Text for analysis —
===============

"What do you mean by 'just one'? I'm not choosing just one!" I told my wife on the phone. She had told me that according to the educational department of our city, in order to register our daughter in an educational program, I needed to choose just one box to indicate my ethnicity.
The options given to me were:
Latino/Hispanic of:
___A. Black ancestry
___B. White ancestry
___C. Indigenous ancestry
Taken into consideration that, as a Puerto Rican, I was born into the mestizo-rich heritage of Taino indigenous people, white Europeans mostly from Spain, and black Africans brought to my country as slaves, and to mark only one box would be to reject two of the key heritages that make me who I am. To allow myself to be boxed into one would be to reject many members of my family and many aspects of my culture and identity that I am proud of. I would therefore cease to be me. I am not me by just one part of my ancestry, but by the gifts I accept from all three of them.
This was, to say the least, an extremely uncomfortable situation for me. I was forced by a detached system to make a choice I never thought of making. I was irate because of the way in which this systemic, violent act of identity distortion goes unnoticed daily by the super-structures in a society that won't tolerate, and in fact discourages, the embracing of multiple identities.
Normal everyday activities like going to the doctor's office, playing at the park, and registering your child for an art class shouldn't make you question your identity and wonder if there are other people out there like you. At some level, I can expect the State and the framework that supports its philosophies to try to fit everyone into one box. After all, people are easier to manage and be marketed when they belong to a generic group with already-given narratives and attributes. I have the greater trouble with the system when it comes to matters of spirituality. What if, to that list of activities/places/institutions that make us question our place, we add places of worship, communities of faith, and new expressions of Christianity? How are we to respond to the worldwide community of God's children when our way of coming together at the Lord's Table for prayer, discipleship, and service not only reflects, but also perpetuates divisiveness, discrimination, and oppression?

===============

What to work on — According to the text about the ethnicity form, which three heritages does the writer say a Puerto Rican is born into?

Data records

===============

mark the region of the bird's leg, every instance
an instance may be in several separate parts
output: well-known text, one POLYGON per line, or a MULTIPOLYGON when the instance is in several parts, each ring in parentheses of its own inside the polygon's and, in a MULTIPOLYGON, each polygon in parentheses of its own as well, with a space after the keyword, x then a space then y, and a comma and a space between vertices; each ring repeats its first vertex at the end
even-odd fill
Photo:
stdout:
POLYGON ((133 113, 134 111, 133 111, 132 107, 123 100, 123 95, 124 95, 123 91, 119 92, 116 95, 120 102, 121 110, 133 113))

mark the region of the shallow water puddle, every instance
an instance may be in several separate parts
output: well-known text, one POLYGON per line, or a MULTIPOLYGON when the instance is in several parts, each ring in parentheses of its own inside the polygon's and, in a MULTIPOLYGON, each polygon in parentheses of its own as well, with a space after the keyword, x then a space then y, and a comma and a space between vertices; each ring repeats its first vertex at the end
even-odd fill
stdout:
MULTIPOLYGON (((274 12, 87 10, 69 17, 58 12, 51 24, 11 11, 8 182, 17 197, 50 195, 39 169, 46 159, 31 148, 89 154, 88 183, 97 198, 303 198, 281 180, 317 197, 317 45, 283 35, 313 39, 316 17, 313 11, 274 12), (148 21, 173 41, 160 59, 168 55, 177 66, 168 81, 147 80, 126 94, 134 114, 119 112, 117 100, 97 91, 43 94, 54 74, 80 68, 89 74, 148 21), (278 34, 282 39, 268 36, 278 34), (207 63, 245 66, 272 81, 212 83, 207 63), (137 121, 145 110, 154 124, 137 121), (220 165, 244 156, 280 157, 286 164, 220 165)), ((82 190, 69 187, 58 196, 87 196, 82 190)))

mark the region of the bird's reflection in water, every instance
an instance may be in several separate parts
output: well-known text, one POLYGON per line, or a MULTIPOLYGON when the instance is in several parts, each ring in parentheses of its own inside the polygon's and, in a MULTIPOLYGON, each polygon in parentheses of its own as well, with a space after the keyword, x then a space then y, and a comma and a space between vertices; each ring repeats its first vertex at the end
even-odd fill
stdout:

===============

Solution — The Taino indigenous people, white Europeans mostly from Spain, and black Africans brought to the country as slaves.